++++ THE RECORDS

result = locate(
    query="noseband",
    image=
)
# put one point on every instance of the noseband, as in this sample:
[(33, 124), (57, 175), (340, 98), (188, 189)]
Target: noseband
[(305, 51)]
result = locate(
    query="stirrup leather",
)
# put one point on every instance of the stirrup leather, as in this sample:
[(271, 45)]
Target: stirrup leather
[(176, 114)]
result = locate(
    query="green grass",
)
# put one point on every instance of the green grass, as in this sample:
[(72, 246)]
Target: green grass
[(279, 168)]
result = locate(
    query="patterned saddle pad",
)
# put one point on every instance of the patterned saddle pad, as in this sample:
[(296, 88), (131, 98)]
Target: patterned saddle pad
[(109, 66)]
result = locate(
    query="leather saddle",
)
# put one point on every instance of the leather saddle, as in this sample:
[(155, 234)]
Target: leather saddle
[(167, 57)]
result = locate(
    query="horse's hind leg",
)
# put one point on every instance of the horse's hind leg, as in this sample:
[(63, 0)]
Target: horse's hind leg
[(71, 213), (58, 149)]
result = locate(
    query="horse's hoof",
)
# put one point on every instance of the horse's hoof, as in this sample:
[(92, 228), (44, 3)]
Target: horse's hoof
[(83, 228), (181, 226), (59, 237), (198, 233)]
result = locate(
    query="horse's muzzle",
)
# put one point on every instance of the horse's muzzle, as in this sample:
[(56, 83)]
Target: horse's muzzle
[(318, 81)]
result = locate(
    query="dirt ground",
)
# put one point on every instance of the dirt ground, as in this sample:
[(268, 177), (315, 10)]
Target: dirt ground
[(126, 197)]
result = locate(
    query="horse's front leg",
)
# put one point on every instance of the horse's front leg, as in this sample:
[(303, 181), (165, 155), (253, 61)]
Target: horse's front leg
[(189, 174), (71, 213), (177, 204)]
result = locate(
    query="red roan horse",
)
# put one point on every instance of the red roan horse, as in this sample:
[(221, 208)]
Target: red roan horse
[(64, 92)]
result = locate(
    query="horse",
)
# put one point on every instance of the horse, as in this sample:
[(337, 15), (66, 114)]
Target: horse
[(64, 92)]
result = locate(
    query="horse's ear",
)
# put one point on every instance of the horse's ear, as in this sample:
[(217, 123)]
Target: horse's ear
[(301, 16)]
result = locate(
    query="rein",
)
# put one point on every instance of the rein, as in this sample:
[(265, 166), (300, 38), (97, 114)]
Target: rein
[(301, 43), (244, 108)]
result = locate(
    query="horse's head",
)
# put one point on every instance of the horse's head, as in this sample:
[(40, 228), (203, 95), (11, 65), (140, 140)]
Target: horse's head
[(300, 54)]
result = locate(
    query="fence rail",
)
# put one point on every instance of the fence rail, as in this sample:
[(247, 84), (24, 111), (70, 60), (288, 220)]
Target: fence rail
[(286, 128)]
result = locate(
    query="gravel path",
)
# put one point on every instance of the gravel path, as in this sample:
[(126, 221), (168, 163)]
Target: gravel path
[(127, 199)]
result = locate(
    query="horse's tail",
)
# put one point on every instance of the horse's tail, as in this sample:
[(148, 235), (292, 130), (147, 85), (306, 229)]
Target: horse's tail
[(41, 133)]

++++++++

BRIEF =
Please print all of the items above again, word for word and with nothing changed.

PROBLEM SOLUTION =
result = locate(
    query="noseband",
    image=
)
# put one point on every instance of the noseband, as in this sample:
[(33, 124), (57, 175), (340, 98), (188, 189)]
Target: noseband
[(305, 51)]
result = locate(
    query="stirrup leather",
)
# put one point on every instance of the stirrup leather, as in this sample:
[(271, 45)]
Target: stirrup leather
[(176, 114)]
result = locate(
    query="green grass",
)
# put one point on every instance of the green grass, as in this sample:
[(72, 246)]
Target: green grass
[(279, 168)]
result = locate(
    query="patterned saddle pad",
)
# put one point on every instance of the patterned saddle pad, as in this sample:
[(296, 88), (131, 98)]
Target: patterned saddle pad
[(109, 66)]
result = locate(
    query="leather saddle",
)
# put one point on every instance of the leather saddle, as in this sample:
[(155, 234)]
Target: leather saddle
[(167, 57)]
result = locate(
    query="horse's hind leg",
)
# put one point on every instance of the horse's hind leg, as in this sample:
[(63, 0)]
Target: horse's hind leg
[(71, 213), (58, 149)]
result = locate(
    query="horse's hoof",
)
# put one point on every instance of the horse's hoof, as in this sample:
[(92, 228), (44, 3)]
Target: horse's hoof
[(83, 228), (181, 226), (59, 237), (198, 233)]
result = locate(
    query="horse's muzzle",
)
# put one point on every instance of the horse's muzzle, as in this sample:
[(56, 83)]
Target: horse's muzzle
[(318, 81)]
result = locate(
    query="dirt ground",
)
# put one point on every instance of the dirt ground, as in this sample:
[(268, 177), (315, 10)]
Target: dirt ground
[(126, 197)]
result = locate(
    query="horse's front leg",
)
# put one point on every instance of the horse's front leg, as in this sample:
[(303, 181), (165, 155), (253, 61)]
Target: horse's front leg
[(189, 174), (71, 213), (177, 204)]
result = locate(
    query="red roan horse",
)
# put one point on every instance of the red roan horse, as in this sample:
[(221, 208)]
Target: red roan horse
[(64, 92)]
result = locate(
    query="horse",
)
# put one point on every instance of the horse, as in this sample:
[(337, 15), (66, 114)]
Target: horse
[(64, 92)]
result = locate(
    query="horse's ear",
)
# put one point on every instance of the horse's ear, as in this sample:
[(217, 123)]
Target: horse's ear
[(301, 16)]
result = locate(
    query="rein",
)
# put one point on every instance of the rein, as in this sample:
[(265, 166), (300, 38), (97, 114)]
Target: rein
[(301, 43), (244, 108)]
result = locate(
    query="horse's head",
)
# put one point on every instance of the horse's head, as in this sample:
[(40, 228), (203, 95), (11, 65), (140, 140)]
Target: horse's head
[(300, 54)]
result = locate(
    query="fence rail",
)
# put one point on every instance of the fence rail, as in this sample:
[(247, 84), (24, 111), (70, 60), (288, 220)]
Target: fence rail
[(286, 128)]
result = locate(
    query="gravel path",
)
# put one point on every instance of the gravel path, as in this sample:
[(126, 221), (168, 163)]
Target: gravel path
[(127, 199)]
result = locate(
    query="horse's tail",
)
# put one point on every instance of the horse's tail, as in this sample:
[(148, 235), (292, 130), (147, 85), (306, 229)]
Target: horse's tail
[(41, 133)]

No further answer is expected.